> **SUPPLIED PASSAGE**
Former Penn State football coach Jerry Sandusky was granted a motion that forced prosecutors to provide specifics about charges in his child sexual abuse case. The defendants in the prosecution of former Alabama Governor Don Siegelman were denied a similar motion on charges of public corruption.
What does that mean? One judge found that Sandusky was entitled to specifics about charges that essentially alleged he was a serial child rapist. Another judge found that Siegelman and codefendant Richard Scrushy were not entitled to specifics about charges that essentially sought to criminalize a standard political transaction.
Does that sound fair to you? Is that what passes for justice in American courts?
The legal document in question is called a motion for a bill of particulars. That one was granted for Sandusky, while one was denied for Siegelman and Scrushy, should raise profound questions in the minds of all thinking citizens. After all, Sandusky was convicted on 45 counts of sexual abuse involving 10 boys. Defendants in the Siegelman case were convicted primarily of federal funds bribery, a charge involving law that is so murky federal judges cannot even agree on proper jury instructions for it.
That Siegelman and Scrushy were denied a bill of particulars might be the single most glaring sign that U.S. District Judge Mark Fuller handled the case in a crooked fashion. If the prosecution had been forced to provide a bill of particulars, it probably would have shown that the alleged "crimes" took place in summer 1999, while the indictment came in May 2005--meaning the case should have been barred by the five-year statute of limitations.
What is a bill of particulars, and why does it matter? A paper called "Pretrial Proceedings and Motions," written by two federal public defenders and presented in March 2012, provides the answers. Rule 7(f) of the Federal Rules of Criminal Procedure governs a bill of particulars in U.S. courts. The Sandusky case was tried in Pennsylvania Common Pleas Court, but most state courts have a provision for a bill of particulars. In some jurisdictions, including Alabama, it's called a motion for a more definite statement.
From page 10 of the "Pretrial Proceedings" paper:
The purpose of a bill of particulars is to inform the defendant of the nature of the charge to enable him to prepare a defense and to minimize the danger of surprise at trial. United States v. Diecidue, 603 F.2d 535, 563 (5th Cir. 1979), cert. denied, 445 U.S. 946 (1980). A bill of particulars may be useful in detailing a vague indictment, but it cannot save a fatal indictment. Russell v. United States, 369 U.S. 749, 769 (1962). A request for a bill of particulars is to be liberally construed, 1 C. Wright, Federal Practice and Procedure: Criminal § 129 (2d Ed. 1982), but the decision whether to grant the bill is committed to the trial court’s discretion. United States v. Martino, 648 F.2d 367 (5th Cir. 1981).

> **MATERIAL**
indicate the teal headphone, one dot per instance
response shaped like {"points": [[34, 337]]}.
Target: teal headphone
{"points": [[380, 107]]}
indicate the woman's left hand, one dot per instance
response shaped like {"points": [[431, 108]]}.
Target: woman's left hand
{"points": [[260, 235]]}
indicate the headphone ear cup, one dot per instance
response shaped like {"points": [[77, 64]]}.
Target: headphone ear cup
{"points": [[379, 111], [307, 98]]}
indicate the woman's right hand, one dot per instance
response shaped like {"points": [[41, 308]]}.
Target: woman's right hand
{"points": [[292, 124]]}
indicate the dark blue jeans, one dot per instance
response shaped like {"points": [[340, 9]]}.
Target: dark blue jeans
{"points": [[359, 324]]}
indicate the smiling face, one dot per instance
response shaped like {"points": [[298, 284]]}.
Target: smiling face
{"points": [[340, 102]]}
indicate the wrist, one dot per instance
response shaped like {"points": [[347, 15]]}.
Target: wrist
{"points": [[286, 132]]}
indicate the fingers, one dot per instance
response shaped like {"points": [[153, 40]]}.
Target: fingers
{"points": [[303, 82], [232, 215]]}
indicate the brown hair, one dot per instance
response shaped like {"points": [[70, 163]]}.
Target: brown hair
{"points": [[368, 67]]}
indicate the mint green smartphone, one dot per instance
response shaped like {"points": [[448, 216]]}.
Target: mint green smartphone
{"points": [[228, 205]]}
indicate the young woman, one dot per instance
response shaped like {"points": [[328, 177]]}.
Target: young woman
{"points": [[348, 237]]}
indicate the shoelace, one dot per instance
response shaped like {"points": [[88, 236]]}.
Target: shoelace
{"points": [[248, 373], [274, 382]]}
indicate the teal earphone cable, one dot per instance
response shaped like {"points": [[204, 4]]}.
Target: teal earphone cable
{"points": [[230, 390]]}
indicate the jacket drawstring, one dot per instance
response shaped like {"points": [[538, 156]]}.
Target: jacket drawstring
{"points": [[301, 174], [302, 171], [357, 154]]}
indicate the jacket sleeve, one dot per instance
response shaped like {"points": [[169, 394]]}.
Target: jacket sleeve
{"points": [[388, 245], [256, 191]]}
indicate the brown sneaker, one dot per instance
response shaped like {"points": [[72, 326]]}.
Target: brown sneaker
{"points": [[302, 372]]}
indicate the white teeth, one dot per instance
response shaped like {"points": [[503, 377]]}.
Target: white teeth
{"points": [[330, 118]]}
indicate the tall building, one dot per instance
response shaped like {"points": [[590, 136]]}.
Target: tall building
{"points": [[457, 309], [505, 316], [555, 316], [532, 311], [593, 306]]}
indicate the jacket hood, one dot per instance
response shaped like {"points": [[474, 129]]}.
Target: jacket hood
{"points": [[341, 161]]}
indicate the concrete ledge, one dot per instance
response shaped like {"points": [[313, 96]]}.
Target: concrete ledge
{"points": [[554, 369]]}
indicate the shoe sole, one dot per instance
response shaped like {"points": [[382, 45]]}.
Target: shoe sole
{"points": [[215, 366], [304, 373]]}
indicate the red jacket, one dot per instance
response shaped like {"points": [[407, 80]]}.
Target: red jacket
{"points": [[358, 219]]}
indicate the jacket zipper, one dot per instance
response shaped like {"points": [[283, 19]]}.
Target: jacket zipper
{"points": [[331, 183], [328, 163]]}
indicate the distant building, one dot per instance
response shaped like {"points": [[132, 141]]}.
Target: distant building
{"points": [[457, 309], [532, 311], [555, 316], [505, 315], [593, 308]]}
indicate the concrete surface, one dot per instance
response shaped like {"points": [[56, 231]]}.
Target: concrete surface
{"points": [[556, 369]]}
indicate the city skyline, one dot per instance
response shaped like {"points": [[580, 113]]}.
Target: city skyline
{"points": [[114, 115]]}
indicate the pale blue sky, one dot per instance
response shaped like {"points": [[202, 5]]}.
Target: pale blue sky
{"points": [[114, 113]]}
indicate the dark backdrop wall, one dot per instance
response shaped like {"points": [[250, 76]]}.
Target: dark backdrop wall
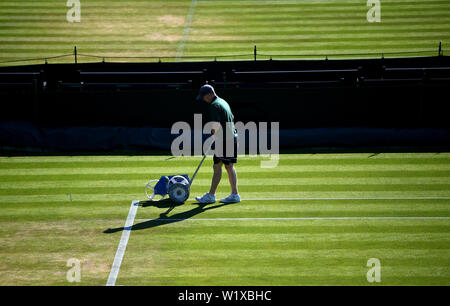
{"points": [[339, 103]]}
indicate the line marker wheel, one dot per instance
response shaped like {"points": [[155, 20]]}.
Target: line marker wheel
{"points": [[150, 190]]}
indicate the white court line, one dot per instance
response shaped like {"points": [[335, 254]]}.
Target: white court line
{"points": [[122, 244], [187, 28], [300, 218], [355, 198]]}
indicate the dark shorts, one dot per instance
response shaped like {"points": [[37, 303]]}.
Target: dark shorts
{"points": [[226, 160]]}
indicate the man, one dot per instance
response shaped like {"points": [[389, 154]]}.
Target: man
{"points": [[221, 113]]}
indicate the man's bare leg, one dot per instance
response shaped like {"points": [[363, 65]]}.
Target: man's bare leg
{"points": [[217, 175], [232, 176]]}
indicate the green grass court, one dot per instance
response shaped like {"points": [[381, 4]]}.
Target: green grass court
{"points": [[57, 208], [37, 29]]}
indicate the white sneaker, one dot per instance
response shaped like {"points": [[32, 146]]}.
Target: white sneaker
{"points": [[232, 198], [207, 198]]}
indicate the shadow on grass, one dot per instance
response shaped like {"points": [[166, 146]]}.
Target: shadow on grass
{"points": [[164, 218]]}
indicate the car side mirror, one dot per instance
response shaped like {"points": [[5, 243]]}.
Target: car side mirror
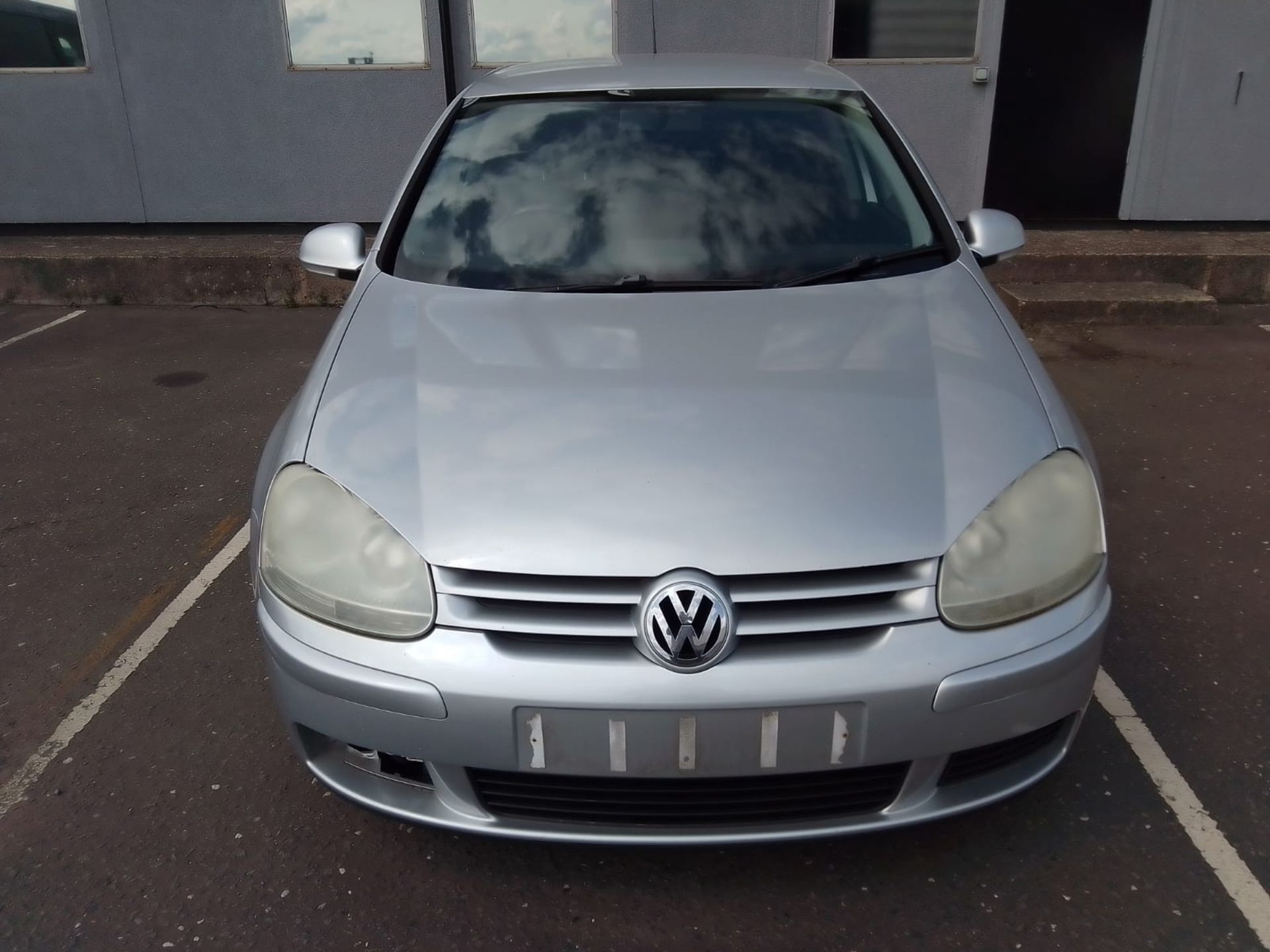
{"points": [[334, 251], [994, 235]]}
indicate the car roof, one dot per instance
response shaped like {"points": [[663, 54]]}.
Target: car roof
{"points": [[661, 71]]}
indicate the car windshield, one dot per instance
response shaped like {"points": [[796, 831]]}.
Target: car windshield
{"points": [[620, 188]]}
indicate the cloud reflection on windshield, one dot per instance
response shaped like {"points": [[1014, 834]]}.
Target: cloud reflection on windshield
{"points": [[540, 192]]}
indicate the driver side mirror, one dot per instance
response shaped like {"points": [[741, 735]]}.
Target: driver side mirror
{"points": [[994, 235], [334, 251]]}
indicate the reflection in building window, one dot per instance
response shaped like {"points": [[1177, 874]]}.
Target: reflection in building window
{"points": [[525, 31], [40, 36], [890, 30], [356, 32]]}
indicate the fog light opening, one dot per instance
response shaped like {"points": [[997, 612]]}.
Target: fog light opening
{"points": [[405, 768], [394, 767]]}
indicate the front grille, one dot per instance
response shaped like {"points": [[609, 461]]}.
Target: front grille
{"points": [[698, 801], [799, 603], [976, 762]]}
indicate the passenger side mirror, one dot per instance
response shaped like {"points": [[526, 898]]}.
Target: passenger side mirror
{"points": [[334, 251], [994, 235]]}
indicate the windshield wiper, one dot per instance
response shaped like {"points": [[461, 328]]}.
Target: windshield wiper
{"points": [[857, 267], [642, 282]]}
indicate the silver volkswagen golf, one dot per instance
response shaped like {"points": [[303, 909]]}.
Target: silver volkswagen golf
{"points": [[672, 475]]}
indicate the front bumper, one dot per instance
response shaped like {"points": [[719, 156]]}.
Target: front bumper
{"points": [[456, 701]]}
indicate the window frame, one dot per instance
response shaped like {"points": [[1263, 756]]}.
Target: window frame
{"points": [[497, 63], [45, 70], [349, 66], [906, 60]]}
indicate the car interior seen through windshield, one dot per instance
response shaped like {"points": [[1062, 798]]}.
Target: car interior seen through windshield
{"points": [[679, 190]]}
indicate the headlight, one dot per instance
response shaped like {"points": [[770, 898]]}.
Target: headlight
{"points": [[328, 554], [1038, 543]]}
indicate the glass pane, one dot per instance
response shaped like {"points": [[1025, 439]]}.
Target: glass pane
{"points": [[525, 31], [356, 32], [700, 187], [888, 30], [40, 36]]}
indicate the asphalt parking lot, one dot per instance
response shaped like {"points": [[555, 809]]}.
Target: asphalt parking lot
{"points": [[178, 818]]}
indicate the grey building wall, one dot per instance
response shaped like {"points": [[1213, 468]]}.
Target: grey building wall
{"points": [[190, 112], [937, 104], [225, 131], [65, 154], [1201, 145]]}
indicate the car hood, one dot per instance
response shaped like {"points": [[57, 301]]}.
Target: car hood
{"points": [[740, 432]]}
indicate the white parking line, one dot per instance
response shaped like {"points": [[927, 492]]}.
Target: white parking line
{"points": [[42, 327], [1234, 873], [17, 786]]}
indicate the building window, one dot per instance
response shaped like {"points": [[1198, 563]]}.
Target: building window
{"points": [[902, 30], [40, 36], [367, 33], [525, 31]]}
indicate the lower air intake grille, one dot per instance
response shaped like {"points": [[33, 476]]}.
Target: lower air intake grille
{"points": [[976, 762], [698, 801]]}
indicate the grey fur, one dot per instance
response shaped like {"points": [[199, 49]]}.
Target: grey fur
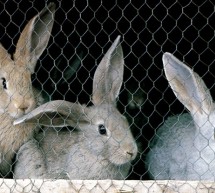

> **REQUIRED TASKS**
1) Answer these questions using the article on bills of particulars:
(a) On how many counts was Sandusky convicted?
(b) Which rule of the Federal Rules of Criminal Procedure governs a bill of particulars?
(c) What is the motion called in Alabama?
2) Write a continuation of the article on bills of particulars, picking up after its final sentence.
The rows were drawn from a different source than the article on bills of particulars.

> **EXERCISE RESPONSES**
1)
(a) 45 counts of sexual abuse involving 10 boys.
(b) Rule 7(f).
(c) A motion for a more definite statement.

2)
A bill of particulars is designed primarily to keep the government from getting away with a vague indictment. And let's consider the two provisions in bold above: (1) The decision to grant or deny a request for a bill of particulars rests with a trial court's discretion; (2) Such a request is to be construed liberally.
Translation: A call that is remotely close should go in favor of the defendants. And that means Fuller probably had no lawful grounds for denying a bill of particulars in the Siegelman case. That becomes even more likely when you consider the usual grounds for seeking a bill of particulars. From page 10 of the "Pretrial Proceedings" paper:
Typical requests include:
1. Identity of co-conspirators . . .
2. Overt acts in furtherance of the conspiracy . . .
3. Dates . . .
4. Location . . .
5. Identity of the victims.
Seeking the time frame in which alleged unlawful acts occurred clearly is proper grounds for a bill of particulars. And that is exactly the information Siegelman's attorneys sought. Why did they need it? The answer is spelled out on pages 60-61 of an appellate brief, which can be viewed at the end of this post.
The prosecutors artfully drafted the indictment to mask its statute of limitations defect by setting the time frame of the alleged offense as “[f]rom on or about July 19, 1999, and continuing through on or about May 23, 2000. . . . ” The original indictment was returned on May 17, 2005. . . . On its face, the Indictment alleged that a crime occurred within the five-year limitations period. And when Governor Siegelman moved for a Bill of Particulars, pointedly asking among other things “when, specifically, did the action alleged take place?,” the prosecution opposed the motion, arguing that a Bill of Particulars would reveal the prosecutors’ “trial strategies.” . . . The prosecution even specifically objected to the request that it disclose the dates on which allegedly criminal actions took place. The District Court denied Governor Siegelman’s motion.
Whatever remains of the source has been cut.